Records provided:
BEGIN
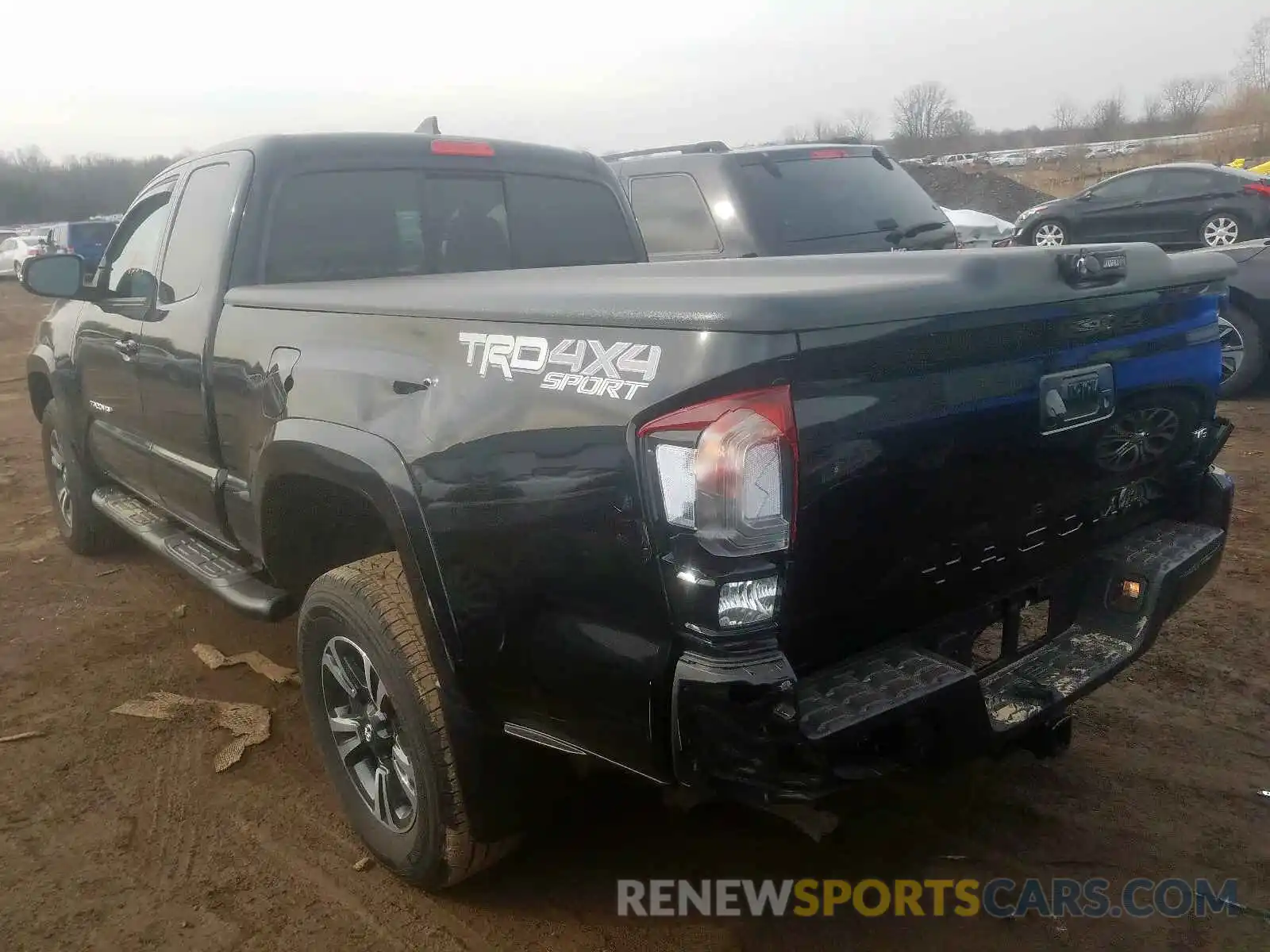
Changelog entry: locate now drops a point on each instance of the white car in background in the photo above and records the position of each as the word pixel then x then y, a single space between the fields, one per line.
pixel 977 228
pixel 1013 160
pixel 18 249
END
BEGIN
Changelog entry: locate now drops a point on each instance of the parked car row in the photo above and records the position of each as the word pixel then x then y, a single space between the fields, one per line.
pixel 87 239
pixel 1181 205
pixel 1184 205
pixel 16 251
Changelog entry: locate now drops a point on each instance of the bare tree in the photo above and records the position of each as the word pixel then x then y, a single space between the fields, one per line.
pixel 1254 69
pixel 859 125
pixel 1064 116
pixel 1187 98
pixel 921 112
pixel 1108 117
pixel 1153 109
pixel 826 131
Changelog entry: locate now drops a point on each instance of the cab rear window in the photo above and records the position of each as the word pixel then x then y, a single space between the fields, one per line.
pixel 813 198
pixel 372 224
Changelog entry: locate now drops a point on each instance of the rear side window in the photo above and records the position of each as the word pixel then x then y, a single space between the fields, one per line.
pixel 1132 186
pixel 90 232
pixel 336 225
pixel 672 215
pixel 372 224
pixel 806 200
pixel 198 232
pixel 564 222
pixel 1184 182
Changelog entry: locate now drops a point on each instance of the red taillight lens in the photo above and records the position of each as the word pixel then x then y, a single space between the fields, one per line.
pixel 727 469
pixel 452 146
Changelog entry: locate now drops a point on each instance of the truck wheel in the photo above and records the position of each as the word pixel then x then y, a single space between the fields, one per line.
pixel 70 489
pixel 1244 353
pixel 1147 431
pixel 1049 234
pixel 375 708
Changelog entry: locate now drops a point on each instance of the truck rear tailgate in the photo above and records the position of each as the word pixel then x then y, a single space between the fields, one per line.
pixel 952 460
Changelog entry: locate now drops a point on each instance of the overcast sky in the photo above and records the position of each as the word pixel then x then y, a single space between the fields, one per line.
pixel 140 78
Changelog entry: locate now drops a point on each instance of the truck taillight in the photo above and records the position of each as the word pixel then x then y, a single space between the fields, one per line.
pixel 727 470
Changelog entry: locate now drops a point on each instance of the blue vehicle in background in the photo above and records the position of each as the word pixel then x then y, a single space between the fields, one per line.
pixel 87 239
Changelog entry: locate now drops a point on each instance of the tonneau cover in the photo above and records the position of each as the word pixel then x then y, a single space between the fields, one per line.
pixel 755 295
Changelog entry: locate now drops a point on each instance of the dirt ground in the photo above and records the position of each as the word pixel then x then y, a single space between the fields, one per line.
END
Try it: Please reproduce exactly the lines in the listing above from the one containing "of the tonneau" through the one containing "of the dirt", both included, and nothing more.

Result below:
Changelog entry: locate now drops a point on each instance of the tonneau cover in the photo above and records the position of each as the word pixel then x then y, a single space between the fields, one per line.
pixel 755 295
Changelog entry: locate now drops a point on each instance of the dirt ground in the photo above and records the position of each as the word pixel then x then y, a single space between the fields, one per line.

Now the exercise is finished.